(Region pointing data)

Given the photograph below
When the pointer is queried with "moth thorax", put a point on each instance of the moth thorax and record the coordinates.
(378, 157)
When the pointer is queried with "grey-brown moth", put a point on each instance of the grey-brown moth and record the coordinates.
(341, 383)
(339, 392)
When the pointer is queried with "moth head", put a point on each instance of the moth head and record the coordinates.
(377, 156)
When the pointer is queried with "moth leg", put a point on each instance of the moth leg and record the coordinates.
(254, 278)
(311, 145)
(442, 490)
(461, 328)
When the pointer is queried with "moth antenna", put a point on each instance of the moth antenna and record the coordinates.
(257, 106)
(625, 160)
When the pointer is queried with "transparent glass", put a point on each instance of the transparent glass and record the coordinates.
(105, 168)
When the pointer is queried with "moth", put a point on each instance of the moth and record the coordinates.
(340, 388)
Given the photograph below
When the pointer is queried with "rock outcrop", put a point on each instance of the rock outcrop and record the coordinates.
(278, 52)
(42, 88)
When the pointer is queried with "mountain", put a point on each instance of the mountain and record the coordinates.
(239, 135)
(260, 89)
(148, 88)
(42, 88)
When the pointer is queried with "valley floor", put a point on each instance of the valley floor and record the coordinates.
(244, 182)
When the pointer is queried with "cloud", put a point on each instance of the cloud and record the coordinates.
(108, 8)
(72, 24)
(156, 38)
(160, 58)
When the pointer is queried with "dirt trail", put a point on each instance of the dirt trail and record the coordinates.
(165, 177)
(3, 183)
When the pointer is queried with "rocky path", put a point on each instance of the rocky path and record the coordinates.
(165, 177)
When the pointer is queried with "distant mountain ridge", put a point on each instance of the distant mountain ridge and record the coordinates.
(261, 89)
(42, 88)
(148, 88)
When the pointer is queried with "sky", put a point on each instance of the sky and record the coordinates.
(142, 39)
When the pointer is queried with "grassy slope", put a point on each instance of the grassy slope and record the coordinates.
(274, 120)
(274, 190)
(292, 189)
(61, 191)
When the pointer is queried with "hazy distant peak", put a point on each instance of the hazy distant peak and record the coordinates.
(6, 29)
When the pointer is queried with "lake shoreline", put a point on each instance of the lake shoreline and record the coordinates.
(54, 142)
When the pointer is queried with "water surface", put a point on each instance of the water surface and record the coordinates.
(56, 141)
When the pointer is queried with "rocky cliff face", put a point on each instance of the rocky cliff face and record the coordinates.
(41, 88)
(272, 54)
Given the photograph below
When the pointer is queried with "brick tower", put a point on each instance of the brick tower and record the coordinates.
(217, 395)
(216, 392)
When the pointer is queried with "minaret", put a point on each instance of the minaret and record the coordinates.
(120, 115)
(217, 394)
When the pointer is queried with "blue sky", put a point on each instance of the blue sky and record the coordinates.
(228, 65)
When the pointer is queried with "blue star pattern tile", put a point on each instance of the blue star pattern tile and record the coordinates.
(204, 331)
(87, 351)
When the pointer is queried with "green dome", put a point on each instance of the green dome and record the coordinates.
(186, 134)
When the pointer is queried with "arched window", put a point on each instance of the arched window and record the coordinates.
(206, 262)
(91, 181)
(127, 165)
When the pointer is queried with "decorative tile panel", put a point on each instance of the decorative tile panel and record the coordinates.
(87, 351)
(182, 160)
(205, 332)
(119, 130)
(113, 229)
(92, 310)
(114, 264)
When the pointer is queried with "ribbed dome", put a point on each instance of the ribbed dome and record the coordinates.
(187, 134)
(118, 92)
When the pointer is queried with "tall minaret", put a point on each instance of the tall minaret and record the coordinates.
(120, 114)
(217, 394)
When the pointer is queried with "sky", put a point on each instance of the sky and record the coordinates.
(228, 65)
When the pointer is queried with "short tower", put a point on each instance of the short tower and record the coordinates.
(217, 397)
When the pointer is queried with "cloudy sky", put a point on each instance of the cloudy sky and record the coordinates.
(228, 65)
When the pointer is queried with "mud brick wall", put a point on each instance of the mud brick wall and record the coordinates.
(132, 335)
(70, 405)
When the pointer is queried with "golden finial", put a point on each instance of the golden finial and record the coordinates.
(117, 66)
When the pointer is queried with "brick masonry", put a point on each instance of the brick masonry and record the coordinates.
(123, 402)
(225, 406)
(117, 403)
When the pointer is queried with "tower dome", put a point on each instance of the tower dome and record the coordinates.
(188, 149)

### Task item
Return the records given above in their entirety, word for word.

### Final answer
Given the photograph below
When the pointer is queried with "moth thorax", put a point on each instance of the moth thorax and record the coordinates.
(378, 157)
When the pointer is queried with "grey-brown moth", put a point on each instance of the grey-brown moth and record the coordinates.
(341, 383)
(339, 392)
When the pointer is queried with "moth head", put a point on each instance of the moth head and record the coordinates.
(377, 156)
When the pointer is queried with "moth leg", put a point on each instance of the moth leg and record the coordinates.
(254, 278)
(311, 145)
(442, 490)
(461, 328)
When the pointer is queried with "moth antenna", put a point on each instance of the moth antenna and record the coordinates.
(257, 106)
(625, 160)
When the pointer is queried with "transparent glass", put a point on each instance of the transparent glass and record the coordinates.
(105, 168)
When the pointer is queried with "moth", put a point on each instance of the moth and record the coordinates.
(340, 388)
Given the photograph below
When the pointer is queried with "rock outcrop", put a point on each instance of the rock outcrop and record the coordinates.
(278, 52)
(42, 88)
When the pointer is queried with "mountain", put a point on each instance of the mountain and record the coordinates.
(239, 135)
(260, 89)
(148, 88)
(42, 88)
When the pointer is queried with "valley floor", put a point on each instance of the valley floor and record the coordinates.
(244, 182)
When the pointer is queried with "cloud", put a point on each instance of the cloud and record the coordinates.
(108, 8)
(72, 24)
(156, 38)
(160, 58)
When the pointer is queried with "dirt trail", put a point on each instance of the dirt trail and record the coordinates.
(165, 177)
(3, 183)
When the pointer is queried with "rocky path", put a point on each instance of the rocky path and record the coordinates.
(165, 177)
When the pointer is queried with "distant mountain ridge", put a point on each instance of the distant mountain ridge and record the coordinates.
(261, 89)
(42, 88)
(148, 88)
When the pointer is queried with "sky", put a point on each instance of the sky and record the coordinates.
(142, 39)
When the pointer is queried with "grassy slope", put a point on each instance of the grassy slope and record the coordinates.
(274, 120)
(274, 190)
(292, 189)
(61, 191)
When the pointer is queried with "hazy distant peak", put a point on each instance of the hazy distant peak and record the coordinates.
(6, 29)
When the pointer is queried with "lake shoreline", put a point on each instance of the lake shoreline and record the coordinates.
(54, 142)
When the pointer is queried with "water surface", put a point on each instance of the water surface and record the coordinates.
(56, 141)
When the pointer is queried with "rocky cliff face", put a point on each instance of the rocky cliff face and record the coordinates.
(41, 88)
(272, 54)
Given the photograph below
When the pointer is queried with "brick tower", put a point on each instance of the brick tower and record the coordinates.
(217, 395)
(216, 392)
When the pointer is queried with "minaret", put a point on each instance of the minaret and record the coordinates.
(120, 115)
(217, 394)
When the pointer is queried with "blue sky", put a point on each instance of the blue sky and record the coordinates.
(228, 65)
When the pointer is queried with "blue star pattern tile", put a point on each instance of the blue star pattern tile and record the coordinates.
(204, 331)
(87, 351)
When the pointer is queried with "green dome", put a point on each instance of the green dome and record the coordinates.
(186, 134)
When the pointer is queried with "arched window", put a point on each instance of the arched window and record the coordinates.
(206, 262)
(91, 181)
(127, 165)
When the pointer is queried with "decorative tile panel", put a point on each instance of the decorative tile panel and record the coordinates.
(87, 351)
(182, 160)
(205, 332)
(119, 130)
(113, 229)
(92, 310)
(114, 264)
When the pointer is queried with "ribbed dome", put a point on each instance of the ribbed dome and record the coordinates.
(187, 134)
(118, 92)
When the pointer is queried with "tall minaret", put a point on each instance of the tall minaret and record the coordinates.
(120, 114)
(217, 394)
When the pointer is queried with "sky", put a point on each instance of the sky and record the coordinates.
(228, 65)
When the pointer is queried with "short tower", put a point on each instance of the short tower and record the coordinates.
(217, 397)
When the pointer is queried with "cloudy sky", put a point on each instance of the cloudy sky and record the coordinates.
(228, 65)
When the pointer is queried with "mud brick wall", put a point on each instance of the mud brick wall and record the coordinates.
(132, 335)
(70, 405)
When the pointer is queried with "golden finial", put a point on each instance of the golden finial and record the coordinates.
(117, 66)
When the pointer is queried with "brick masonry", put a point on each instance of the brick masonry and record the coordinates.
(123, 402)
(225, 406)
(117, 403)
When the pointer is queried with "tower dome", put a point on each instance of the tower dome and record the coordinates.
(188, 149)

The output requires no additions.